Image point annotation entries
§

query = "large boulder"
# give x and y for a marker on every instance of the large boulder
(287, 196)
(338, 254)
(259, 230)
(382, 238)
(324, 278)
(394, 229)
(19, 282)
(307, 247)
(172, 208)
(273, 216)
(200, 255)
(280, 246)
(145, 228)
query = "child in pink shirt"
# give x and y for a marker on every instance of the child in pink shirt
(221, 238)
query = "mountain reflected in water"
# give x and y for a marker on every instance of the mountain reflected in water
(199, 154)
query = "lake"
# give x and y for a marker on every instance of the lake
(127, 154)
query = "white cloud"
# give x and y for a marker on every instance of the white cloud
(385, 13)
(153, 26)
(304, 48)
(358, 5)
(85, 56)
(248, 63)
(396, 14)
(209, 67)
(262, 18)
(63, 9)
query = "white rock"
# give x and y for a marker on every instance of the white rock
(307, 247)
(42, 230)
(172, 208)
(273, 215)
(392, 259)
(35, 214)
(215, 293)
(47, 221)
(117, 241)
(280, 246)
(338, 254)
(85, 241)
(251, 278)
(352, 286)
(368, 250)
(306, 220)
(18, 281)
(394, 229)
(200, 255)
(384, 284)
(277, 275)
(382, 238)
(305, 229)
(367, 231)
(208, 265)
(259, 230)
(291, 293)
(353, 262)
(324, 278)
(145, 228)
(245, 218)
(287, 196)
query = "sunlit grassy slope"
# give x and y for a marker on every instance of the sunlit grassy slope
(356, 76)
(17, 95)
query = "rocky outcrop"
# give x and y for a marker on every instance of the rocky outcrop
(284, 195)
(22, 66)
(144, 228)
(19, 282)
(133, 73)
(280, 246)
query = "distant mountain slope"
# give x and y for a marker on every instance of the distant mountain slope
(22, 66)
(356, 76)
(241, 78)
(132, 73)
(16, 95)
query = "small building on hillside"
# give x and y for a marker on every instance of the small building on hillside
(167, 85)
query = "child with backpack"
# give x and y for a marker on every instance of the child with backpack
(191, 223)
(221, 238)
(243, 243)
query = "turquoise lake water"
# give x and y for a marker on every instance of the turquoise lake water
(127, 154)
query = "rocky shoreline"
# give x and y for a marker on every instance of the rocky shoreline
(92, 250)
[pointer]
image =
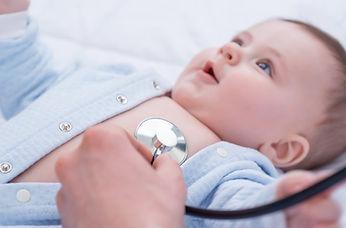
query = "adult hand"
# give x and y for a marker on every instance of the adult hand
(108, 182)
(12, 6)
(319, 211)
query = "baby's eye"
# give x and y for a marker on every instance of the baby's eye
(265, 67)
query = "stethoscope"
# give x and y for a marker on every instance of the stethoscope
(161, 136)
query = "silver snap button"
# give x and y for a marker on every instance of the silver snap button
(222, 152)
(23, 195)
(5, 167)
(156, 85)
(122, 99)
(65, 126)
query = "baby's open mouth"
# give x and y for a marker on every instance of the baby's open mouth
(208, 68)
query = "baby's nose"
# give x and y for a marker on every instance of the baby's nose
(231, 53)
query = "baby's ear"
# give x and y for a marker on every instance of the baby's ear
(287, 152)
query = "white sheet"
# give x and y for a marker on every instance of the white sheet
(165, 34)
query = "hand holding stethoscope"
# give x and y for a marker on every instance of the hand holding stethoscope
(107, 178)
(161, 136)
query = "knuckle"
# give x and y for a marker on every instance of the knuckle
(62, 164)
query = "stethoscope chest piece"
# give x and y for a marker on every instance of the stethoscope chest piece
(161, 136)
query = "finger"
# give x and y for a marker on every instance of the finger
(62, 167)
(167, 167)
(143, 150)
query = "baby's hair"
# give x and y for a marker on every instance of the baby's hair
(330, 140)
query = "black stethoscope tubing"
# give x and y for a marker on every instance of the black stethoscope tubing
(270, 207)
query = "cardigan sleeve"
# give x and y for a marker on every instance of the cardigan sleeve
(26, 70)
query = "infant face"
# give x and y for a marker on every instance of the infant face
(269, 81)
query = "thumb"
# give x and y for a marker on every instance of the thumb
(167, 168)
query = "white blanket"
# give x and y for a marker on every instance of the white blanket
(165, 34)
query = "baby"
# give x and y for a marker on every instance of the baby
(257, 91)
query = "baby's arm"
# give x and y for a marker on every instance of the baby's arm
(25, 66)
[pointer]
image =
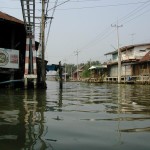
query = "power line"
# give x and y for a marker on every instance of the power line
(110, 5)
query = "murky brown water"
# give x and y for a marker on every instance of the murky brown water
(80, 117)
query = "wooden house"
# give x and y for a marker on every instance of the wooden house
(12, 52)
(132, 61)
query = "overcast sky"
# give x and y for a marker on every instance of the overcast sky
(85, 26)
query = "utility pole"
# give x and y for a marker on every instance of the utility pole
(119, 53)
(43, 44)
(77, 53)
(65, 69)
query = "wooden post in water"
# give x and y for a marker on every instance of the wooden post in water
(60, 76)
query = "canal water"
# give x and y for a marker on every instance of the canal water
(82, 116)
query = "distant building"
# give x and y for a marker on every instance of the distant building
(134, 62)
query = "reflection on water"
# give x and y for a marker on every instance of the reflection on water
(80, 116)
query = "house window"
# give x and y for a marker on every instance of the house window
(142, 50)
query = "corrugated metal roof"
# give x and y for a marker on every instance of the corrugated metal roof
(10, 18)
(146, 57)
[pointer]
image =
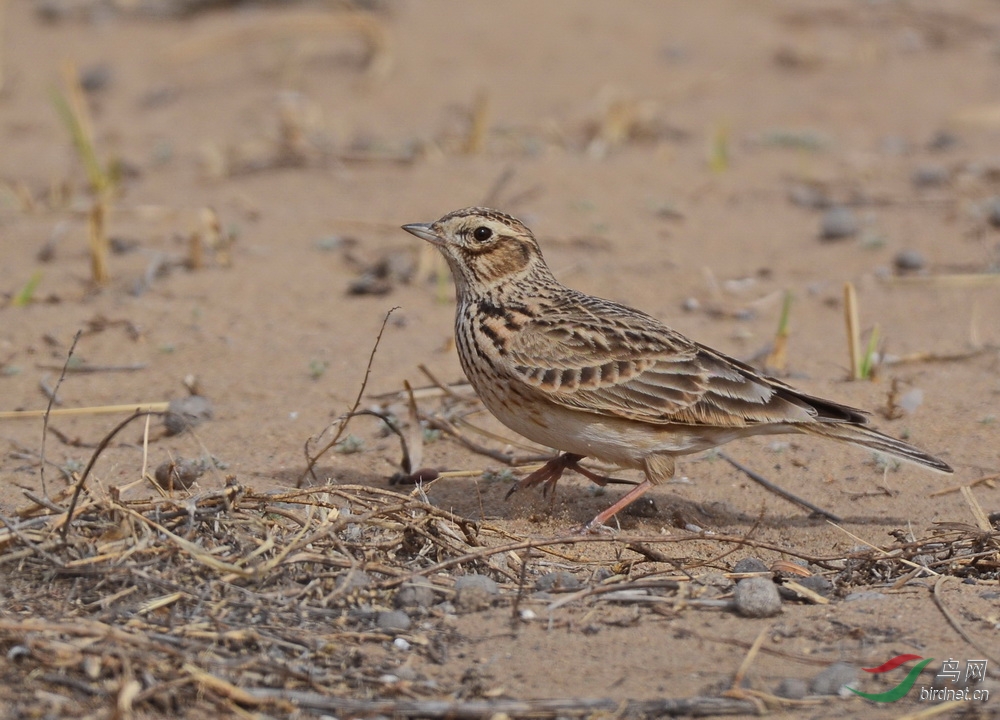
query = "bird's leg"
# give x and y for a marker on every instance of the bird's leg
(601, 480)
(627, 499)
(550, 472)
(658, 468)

§

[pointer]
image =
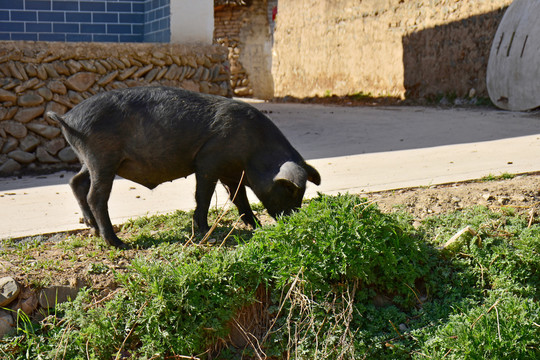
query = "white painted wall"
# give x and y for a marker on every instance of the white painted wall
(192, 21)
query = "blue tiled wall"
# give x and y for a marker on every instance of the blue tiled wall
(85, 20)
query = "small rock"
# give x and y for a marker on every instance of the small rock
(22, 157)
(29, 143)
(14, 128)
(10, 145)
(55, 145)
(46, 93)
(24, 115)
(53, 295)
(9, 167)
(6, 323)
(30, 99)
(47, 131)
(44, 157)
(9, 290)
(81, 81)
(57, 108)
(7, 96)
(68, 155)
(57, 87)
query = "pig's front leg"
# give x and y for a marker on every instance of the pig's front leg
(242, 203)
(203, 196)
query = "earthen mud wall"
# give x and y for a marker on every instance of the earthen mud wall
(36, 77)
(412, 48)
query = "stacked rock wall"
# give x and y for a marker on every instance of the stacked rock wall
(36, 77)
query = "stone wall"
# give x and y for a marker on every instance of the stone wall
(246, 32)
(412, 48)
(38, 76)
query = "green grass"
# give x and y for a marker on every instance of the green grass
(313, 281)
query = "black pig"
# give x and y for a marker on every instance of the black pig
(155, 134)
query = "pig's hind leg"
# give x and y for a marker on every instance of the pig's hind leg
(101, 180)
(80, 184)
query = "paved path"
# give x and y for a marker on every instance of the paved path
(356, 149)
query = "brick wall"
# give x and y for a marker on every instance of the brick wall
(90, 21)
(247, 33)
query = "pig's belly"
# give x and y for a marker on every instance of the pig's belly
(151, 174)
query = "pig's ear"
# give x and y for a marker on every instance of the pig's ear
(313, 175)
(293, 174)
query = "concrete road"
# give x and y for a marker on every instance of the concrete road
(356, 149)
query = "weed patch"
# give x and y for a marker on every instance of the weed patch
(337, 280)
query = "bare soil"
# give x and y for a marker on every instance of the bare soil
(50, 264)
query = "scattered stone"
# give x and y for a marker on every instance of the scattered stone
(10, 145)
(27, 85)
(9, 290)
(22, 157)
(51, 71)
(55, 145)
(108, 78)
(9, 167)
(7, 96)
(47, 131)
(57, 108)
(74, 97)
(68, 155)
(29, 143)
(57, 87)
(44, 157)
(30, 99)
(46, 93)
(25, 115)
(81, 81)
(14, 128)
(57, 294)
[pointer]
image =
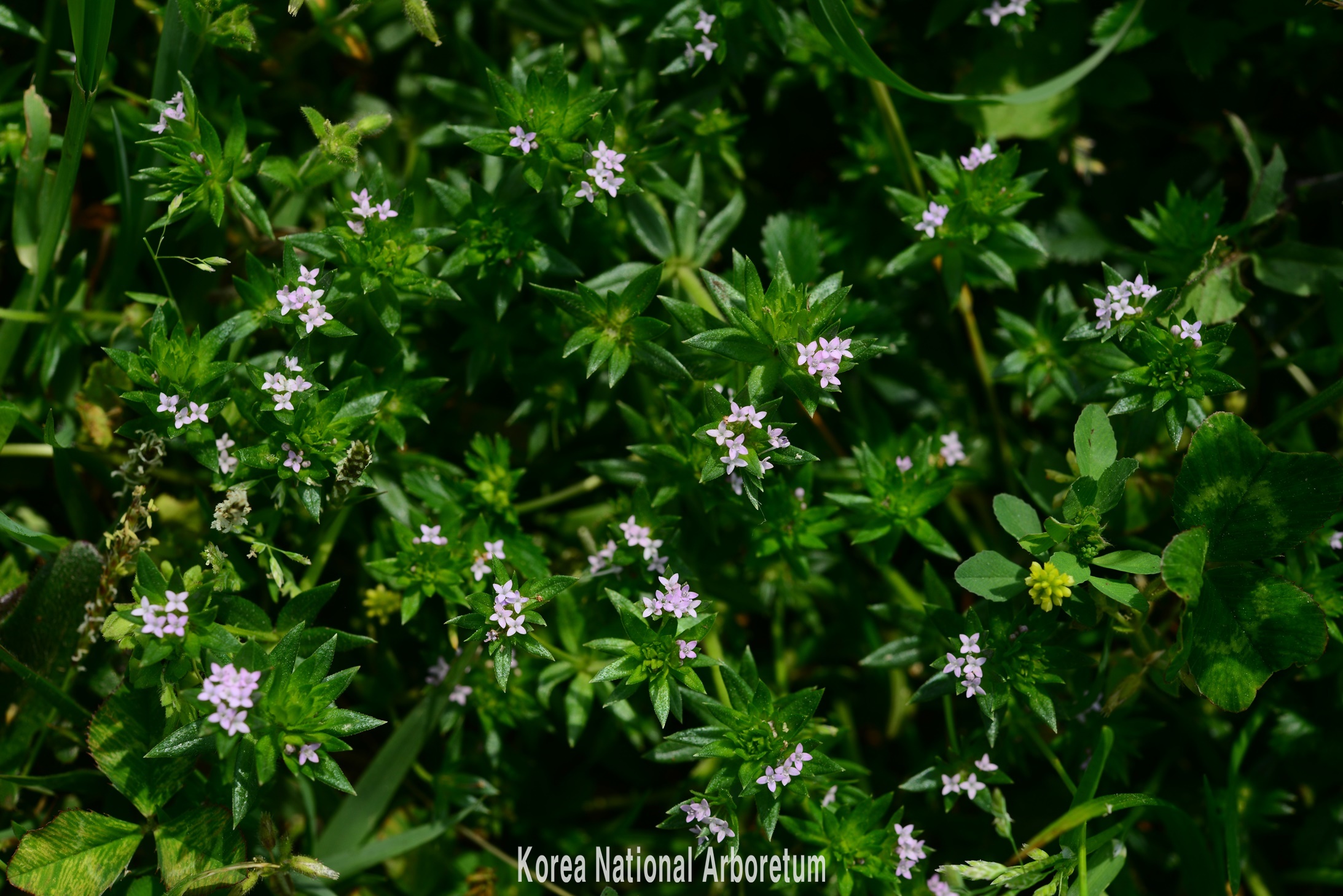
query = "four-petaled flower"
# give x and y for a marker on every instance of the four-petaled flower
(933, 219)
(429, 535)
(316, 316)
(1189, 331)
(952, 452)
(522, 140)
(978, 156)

§

What needs to be done » Count the lines in the rows above that contain the string "brown". Give only the number.

Answer below » 2